## TASK TO COMPLETE
Repeat exactly the lines that run from the one containing "Then it records" to the end of the data, and leave out all others.

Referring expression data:
....
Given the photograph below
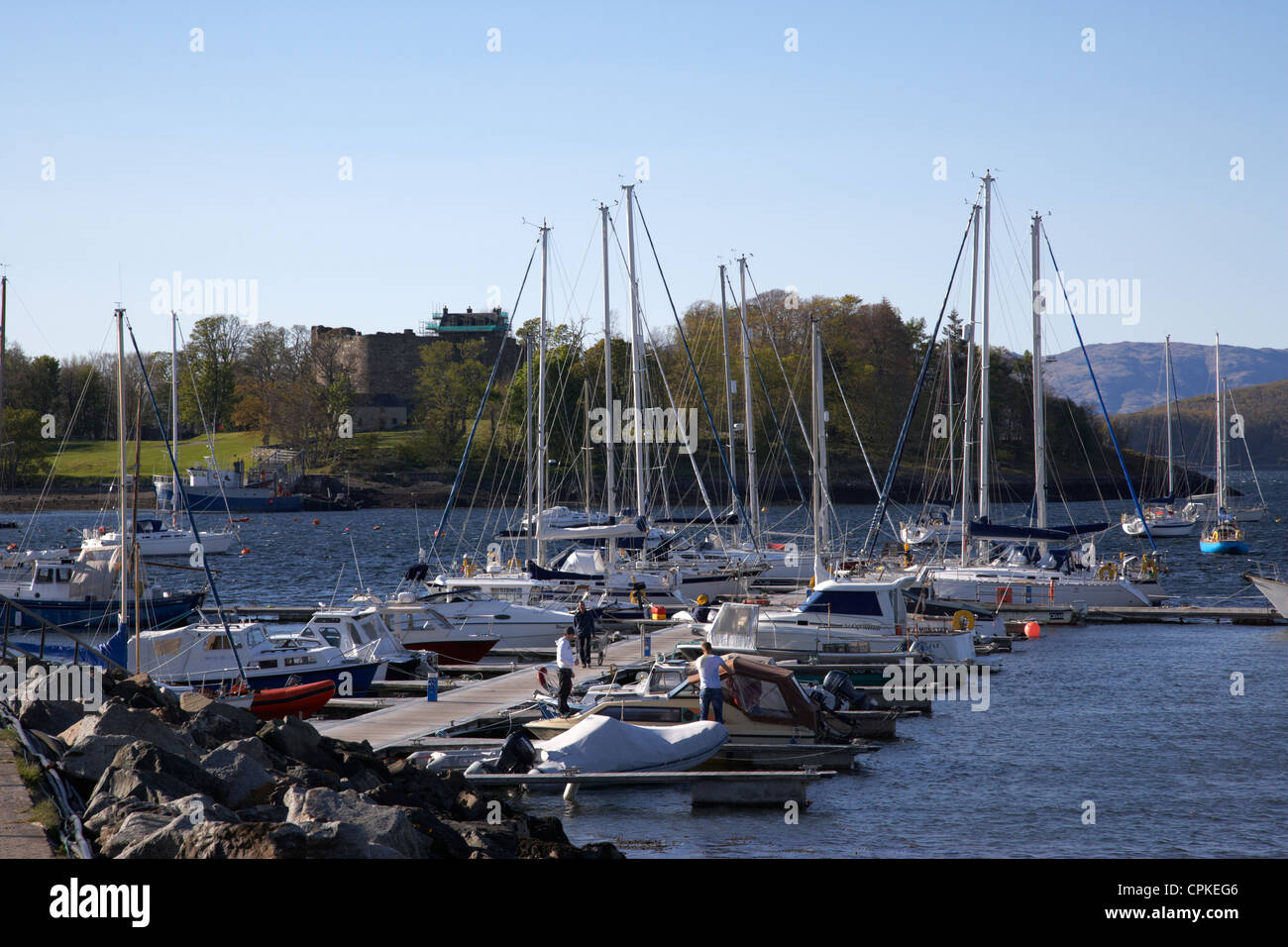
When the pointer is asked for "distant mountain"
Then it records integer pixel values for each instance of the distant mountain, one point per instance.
(1131, 372)
(1265, 423)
....
## THE ANSWER
Then it records integer pixel values for each instance of the distant mountain, one point per instance.
(1131, 372)
(1265, 423)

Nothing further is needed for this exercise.